__WHAT YOU WILL DO__.
Rename "Quick Start" to "Getting Started" in the items below, starting at the first line and stopping after the line that contains "(461, 587), (548, 704)". Reproduce those lines with no other change.
— start of RECORDS FOR THIS TASK —
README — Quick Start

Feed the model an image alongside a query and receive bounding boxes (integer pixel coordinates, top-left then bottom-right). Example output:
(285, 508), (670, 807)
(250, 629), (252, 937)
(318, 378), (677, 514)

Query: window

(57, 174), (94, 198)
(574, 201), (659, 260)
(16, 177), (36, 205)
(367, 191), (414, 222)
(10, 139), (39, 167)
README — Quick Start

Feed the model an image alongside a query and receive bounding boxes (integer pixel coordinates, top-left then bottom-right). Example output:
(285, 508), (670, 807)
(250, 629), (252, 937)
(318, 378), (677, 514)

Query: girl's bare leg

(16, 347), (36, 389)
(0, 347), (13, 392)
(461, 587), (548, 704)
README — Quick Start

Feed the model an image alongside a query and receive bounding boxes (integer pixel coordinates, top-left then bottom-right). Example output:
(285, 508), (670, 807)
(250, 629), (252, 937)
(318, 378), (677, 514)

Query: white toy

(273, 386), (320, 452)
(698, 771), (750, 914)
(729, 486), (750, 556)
— end of RECORDS FOR THIS TASK —
__EXPECTED OUTPUT__.
README — Getting Started

Feed the model an image alongside a query and receive bounding boxes (integer pixel coordinates, top-left then bottom-right). Example output:
(285, 508), (670, 807)
(250, 629), (252, 937)
(318, 378), (677, 514)

Query: window

(57, 174), (94, 198)
(574, 201), (659, 260)
(16, 177), (36, 205)
(367, 191), (414, 222)
(10, 139), (39, 167)
README — Getting Started

Feed the model an image alongside a query and receive bounding boxes (integer pixel coordinates, top-left then bottom-right). Example output:
(285, 508), (670, 807)
(250, 629), (252, 937)
(318, 378), (677, 514)

Query: girl's bare leg

(16, 347), (36, 389)
(0, 347), (13, 392)
(461, 587), (548, 704)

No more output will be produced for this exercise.